• COMPLETE THE FOLLOWING:
a) In the article below on Hyundai Motor's Alabama plant, rewrite the paragraph beginning "The welcoming and supportive response" as a short bulleted list that keeps its main facts.
b) Translate this sentence from the article below on Hyundai Motor's Alabama plant into Spanish: "The Washington Post reported in its article on the launch of the Hyundai auto plant that “Alabama sees these automakers as saviors.”"

• PASSAGE FOR REVIEW:
Posted May. 23, 2005 03:45,   


The welcoming and supportive response from the U.S state of Alabama over the completion of Hyundai Motor’s local plant compels us to think about the relations between the government, community, and businesses. The residents of Crenshaw County, where the plant was built, say, “The Sonata is a locally produced car, not a foreign one. We all have to drive Hyundai cars.” The residents are scrambling to become sponsors of the Korean staff, hold cultural festivals, and are even holding welcoming ceremonies at churches and schools. Alabama has set out to provide tax breaks of $252.8 million for Hyundai Motor and build its plant entrance. All this comes in return for creating over 2,000 jobs.

The Alabama state government has even adjusted the education and job training programs for Mercedes-Benz, Honda, and Hyundai, which all offered jobs to 40,000 local workers. The Washington Post reported in its article on the launch of the Hyundai auto plant that “Alabama sees these automakers as saviors.” While Hyundai Motor is at odds with a hostile labor union at home, some local sources report that the workers of the Alabama plant say they “do not need a labor union.”

• DATA:
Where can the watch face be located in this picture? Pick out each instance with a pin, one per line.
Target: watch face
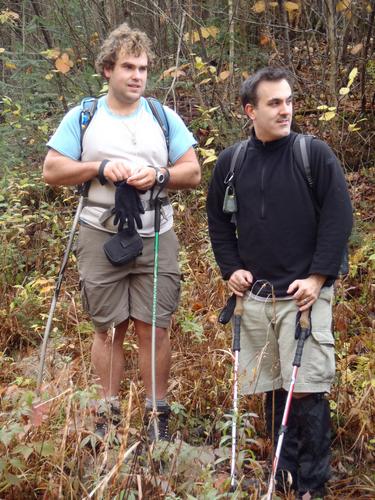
(160, 177)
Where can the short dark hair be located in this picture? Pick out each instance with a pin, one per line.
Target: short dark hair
(248, 91)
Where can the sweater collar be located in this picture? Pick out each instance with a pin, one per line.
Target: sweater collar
(272, 145)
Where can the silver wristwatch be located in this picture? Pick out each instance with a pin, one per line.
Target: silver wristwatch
(161, 178)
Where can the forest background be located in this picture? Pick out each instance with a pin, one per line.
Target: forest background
(204, 50)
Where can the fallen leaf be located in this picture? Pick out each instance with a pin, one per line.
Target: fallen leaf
(63, 63)
(356, 49)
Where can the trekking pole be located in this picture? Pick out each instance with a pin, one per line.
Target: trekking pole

• RESPONSE LIST:
a)
- Alabama's welcoming, supportive response to the completion of Hyundai Motor's local plant raises the question of how government, community, and businesses relate.
- Residents of Crenshaw County, where the plant was built, call the Sonata a locally produced car and say they all have to drive Hyundai cars.
- Residents are rushing to sponsor the Korean staff, holding cultural festivals, and staging welcoming ceremonies at churches and schools.
- Alabama is providing $252.8 million in tax breaks and building the plant entrance.
- All of this is in return for over 2,000 jobs.

b) The Washington Post informó en su artículo sobre la puesta en marcha de la planta automotriz de Hyundai que "Alabama ve a estos fabricantes de automóviles como salvadores".